Ada juga yang berpendapat Indonesia sudah seharusnya berani mengembangkan
pembangkit nuklir karena dinilai lebih stabil.
Solusi
mengembangkan pembangkit nuklir menjadi menarik karena kerap menjadi perdebatan
di sejumlah negara. Di Indonesia, meskipun pemanfaatan nuklir untuk kesehatan
dan pertanian sudah ada sejak 55 tahun lalu, energi ini tetap mengundang
kontroversi jika digunakan untuk pembangkitan listrik.
Padahal, sejumlah
industri sudah mencoba masuk ke Indonesia untuk mengembangkan sumber energi
baru di Tanah Air tersebut. Bulan lalu misalnya, Thorcon International Pte,
Ltd. mengutarakan niatnya untuk mengembangkan pembangkit nuklir di
Indonesia. PT Pal Indonesia (Persero) yang merupakan perusahaan plat
merah galangan kapal juga ikut ambil andil pada rencana proyek
tersebut.
Tidak hanya
industri yang tertarik, Rapat Komisi VII DPR RI pada bulan lalu juga riuh
dengan perbincangan yang ingin mendorong realisasi pembangkit nuklir di
Indonesia. Bahkan, salah satu kesimpulan yang dihasilkan dari rapat tersebut
adalah Komisi VII DPR-RI mendesak Menteri ESDM untuk segera mengkaji peluang
pembangkit listrik tenaga nuklir (PLTN) masuk di Rencana Umum Ketenagalistrikan
Nasional (RUKN) 2019-2038 dan membandingkannya dengan biaya eksternal dengan
pembangkit fosil. Selain itu, Komisi VII DPR-RI sepakat dengan Menteri ESDM RI
untuk melaksanakan focus group discussion (FGD) tentang PLTN yang
diselenggarakan oleh PT PLN (Persero).
Sebenarnya, isu
nuklir untuk pembangkitan bukan hal baru di Indonesia. Menurut Kepala Badan
Tenaga Nuklir Nasional (Batan) Anhar Riza Antariksawan, Presiden Soekarno
bahkan sempat berujar, "Negara yang ingin maju harus menguasai antariksa
dan nuklir". Ungkapan tersebut keluar saat Soekarno meresmikan reaktor riset
nuklir pertama di Indonesia pada 1964.
Hingga saat ini,
Indonesia pun telah memiliki tiga pusat riset nuklir. Dalam reaktor penelitian
tersebut, Indonesia memanfaatkan nuklir berupa radiasi yang dihasilkan untuk
bidang kesehatan dan pertanian. Rupanya, radiasi nuklir yang keluar secara
alami dapat dimanfaatkan untuk mematikan sel kanker dan menghasilkan benih
tanaman yang lebih baik. Pemanfaatan nuklir tidak hanya berhenti di situ
saja. Nuklir juga dapat dimanfaatkan energinya untuk pembangkitan, tetapi memang
perlu pengembangan lebih lanjut.

◇ ◇ ◇ ◇ ◇ ◇ ◇

Perintah Latihan
Tuliskan kembali dengan persis bagian teks tentang pembangkit nuklir di atas, dari "Sebenarnya, isu" sampai "Indonesia pada 1964.".

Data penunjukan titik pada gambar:
◇ ◇ ◇ ◇ ◇ ◇ ◇

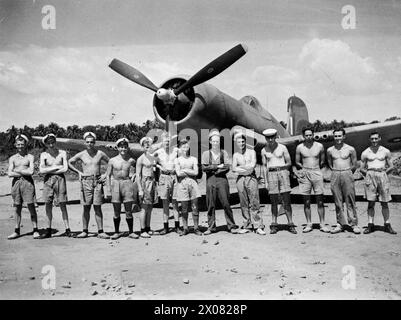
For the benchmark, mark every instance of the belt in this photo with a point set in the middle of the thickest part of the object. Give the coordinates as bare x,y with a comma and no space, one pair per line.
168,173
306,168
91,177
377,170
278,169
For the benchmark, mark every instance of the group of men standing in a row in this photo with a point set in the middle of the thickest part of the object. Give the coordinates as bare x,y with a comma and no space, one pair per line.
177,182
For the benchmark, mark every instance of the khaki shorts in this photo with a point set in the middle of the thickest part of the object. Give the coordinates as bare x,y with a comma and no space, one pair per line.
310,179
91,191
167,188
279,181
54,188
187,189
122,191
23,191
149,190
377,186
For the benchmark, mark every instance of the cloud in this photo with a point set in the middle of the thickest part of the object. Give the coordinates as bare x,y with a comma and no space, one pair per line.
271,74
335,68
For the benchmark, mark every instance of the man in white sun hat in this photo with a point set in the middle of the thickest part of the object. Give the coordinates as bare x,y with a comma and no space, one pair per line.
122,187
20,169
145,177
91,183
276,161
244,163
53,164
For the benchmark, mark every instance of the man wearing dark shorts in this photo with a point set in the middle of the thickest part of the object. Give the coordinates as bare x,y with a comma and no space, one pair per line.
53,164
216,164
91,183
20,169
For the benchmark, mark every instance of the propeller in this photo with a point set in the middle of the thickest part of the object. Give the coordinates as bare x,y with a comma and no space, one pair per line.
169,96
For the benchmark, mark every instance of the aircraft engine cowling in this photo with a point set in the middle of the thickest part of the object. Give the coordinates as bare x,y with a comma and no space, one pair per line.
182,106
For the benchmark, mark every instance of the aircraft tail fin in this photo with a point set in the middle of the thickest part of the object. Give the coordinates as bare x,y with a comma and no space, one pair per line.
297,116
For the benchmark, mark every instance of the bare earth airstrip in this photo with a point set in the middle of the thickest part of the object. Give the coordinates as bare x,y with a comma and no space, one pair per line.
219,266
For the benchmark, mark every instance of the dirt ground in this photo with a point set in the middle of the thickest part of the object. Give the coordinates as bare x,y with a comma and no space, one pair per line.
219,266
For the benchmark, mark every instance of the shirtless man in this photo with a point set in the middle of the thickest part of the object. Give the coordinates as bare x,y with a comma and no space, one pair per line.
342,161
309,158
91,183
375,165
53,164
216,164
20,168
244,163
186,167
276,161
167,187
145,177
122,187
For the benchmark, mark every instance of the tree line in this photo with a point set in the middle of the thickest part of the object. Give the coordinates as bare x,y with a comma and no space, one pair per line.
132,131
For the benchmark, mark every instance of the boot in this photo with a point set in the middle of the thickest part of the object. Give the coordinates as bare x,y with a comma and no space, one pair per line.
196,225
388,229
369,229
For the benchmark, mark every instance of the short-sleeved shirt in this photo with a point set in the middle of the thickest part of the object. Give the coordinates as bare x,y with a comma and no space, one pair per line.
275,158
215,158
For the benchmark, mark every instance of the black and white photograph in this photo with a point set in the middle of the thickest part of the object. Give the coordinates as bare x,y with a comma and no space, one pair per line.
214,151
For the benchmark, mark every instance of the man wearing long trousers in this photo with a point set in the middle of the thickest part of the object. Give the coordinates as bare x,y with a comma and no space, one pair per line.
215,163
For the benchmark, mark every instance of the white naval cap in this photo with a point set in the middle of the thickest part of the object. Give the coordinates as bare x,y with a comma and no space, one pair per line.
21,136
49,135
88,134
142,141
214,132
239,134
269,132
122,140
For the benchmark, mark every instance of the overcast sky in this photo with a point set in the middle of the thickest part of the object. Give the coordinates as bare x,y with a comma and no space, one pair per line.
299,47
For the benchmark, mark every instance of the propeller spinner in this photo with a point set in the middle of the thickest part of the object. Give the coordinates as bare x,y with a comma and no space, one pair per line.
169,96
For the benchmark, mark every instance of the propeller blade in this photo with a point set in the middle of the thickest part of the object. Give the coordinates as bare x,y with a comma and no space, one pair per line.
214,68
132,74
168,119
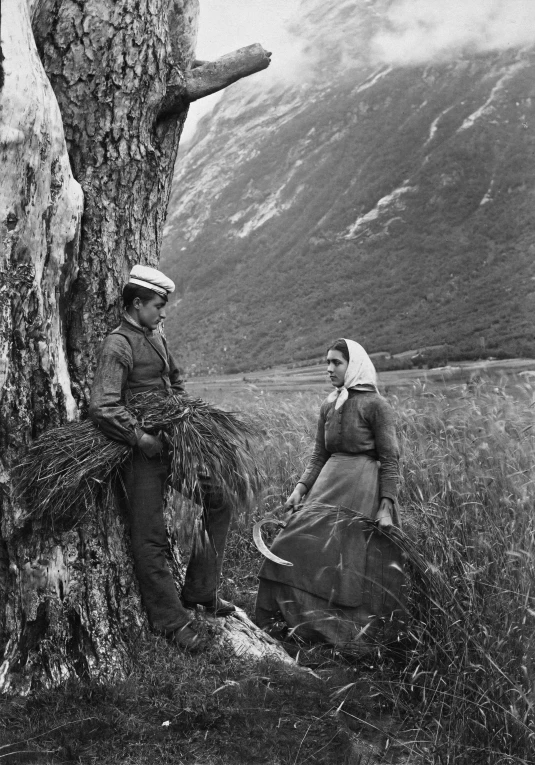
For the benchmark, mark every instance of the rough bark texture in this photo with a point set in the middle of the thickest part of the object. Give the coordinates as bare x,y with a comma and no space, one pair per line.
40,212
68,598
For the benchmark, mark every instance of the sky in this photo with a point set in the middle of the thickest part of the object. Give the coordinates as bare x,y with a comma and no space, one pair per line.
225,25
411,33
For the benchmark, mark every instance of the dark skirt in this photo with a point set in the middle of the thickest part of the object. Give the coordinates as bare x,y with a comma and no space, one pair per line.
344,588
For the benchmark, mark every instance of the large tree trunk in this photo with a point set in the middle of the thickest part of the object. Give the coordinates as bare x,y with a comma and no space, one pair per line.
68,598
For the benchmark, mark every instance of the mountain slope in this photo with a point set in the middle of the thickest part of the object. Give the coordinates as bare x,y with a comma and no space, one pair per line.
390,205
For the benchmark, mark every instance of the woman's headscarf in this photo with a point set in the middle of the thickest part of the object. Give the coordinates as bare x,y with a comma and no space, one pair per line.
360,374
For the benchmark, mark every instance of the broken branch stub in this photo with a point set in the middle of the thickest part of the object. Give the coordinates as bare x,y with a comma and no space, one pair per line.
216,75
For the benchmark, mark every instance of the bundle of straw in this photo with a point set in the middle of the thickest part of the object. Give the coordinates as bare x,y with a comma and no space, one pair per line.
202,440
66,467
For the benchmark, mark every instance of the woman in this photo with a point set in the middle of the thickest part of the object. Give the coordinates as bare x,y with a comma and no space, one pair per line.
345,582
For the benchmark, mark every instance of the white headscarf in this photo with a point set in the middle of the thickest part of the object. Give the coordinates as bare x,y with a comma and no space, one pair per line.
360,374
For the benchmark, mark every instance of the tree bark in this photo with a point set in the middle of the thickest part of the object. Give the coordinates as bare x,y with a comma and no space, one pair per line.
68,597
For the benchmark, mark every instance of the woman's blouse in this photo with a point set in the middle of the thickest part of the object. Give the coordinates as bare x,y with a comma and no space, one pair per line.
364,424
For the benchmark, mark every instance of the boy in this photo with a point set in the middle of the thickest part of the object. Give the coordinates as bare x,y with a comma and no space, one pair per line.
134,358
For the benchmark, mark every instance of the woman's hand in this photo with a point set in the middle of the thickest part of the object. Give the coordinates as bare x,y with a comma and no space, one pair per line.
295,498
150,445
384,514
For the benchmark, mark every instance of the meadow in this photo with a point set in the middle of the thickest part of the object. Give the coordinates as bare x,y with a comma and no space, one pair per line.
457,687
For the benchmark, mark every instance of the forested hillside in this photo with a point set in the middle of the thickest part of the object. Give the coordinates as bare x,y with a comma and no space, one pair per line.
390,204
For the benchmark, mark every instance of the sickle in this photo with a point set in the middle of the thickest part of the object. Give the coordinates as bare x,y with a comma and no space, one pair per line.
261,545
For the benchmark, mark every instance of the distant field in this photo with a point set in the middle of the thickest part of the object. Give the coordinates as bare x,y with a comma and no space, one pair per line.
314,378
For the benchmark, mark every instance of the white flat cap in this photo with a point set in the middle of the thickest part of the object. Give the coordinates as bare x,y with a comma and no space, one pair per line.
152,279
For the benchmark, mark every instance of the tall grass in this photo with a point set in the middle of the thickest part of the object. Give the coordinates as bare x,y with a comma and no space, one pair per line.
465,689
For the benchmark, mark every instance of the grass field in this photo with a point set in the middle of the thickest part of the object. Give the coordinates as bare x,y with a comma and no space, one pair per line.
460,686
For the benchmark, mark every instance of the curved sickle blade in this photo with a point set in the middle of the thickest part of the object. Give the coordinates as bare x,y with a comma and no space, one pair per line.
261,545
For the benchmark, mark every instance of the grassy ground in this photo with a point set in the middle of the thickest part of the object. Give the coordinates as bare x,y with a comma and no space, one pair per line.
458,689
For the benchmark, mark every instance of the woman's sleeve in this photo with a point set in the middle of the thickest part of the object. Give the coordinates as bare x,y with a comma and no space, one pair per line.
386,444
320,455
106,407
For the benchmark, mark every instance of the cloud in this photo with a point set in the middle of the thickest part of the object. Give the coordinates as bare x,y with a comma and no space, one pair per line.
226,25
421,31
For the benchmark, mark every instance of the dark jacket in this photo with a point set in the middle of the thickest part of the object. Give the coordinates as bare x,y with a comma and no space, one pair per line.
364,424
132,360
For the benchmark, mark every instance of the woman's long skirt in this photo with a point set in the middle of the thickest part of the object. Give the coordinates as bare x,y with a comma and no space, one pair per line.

◇ ◇ ◇ ◇ ◇ ◇ ◇

Ruang Jawaban
Sebenarnya, isu
nuklir untuk pembangkitan bukan hal baru di Indonesia. Menurut Kepala Badan
Tenaga Nuklir Nasional (Batan) Anhar Riza Antariksawan, Presiden Soekarno
bahkan sempat berujar, "Negara yang ingin maju harus menguasai antariksa
dan nuklir". Ungkapan tersebut keluar saat Soekarno meresmikan reaktor riset
nuklir pertama di Indonesia pada 1964.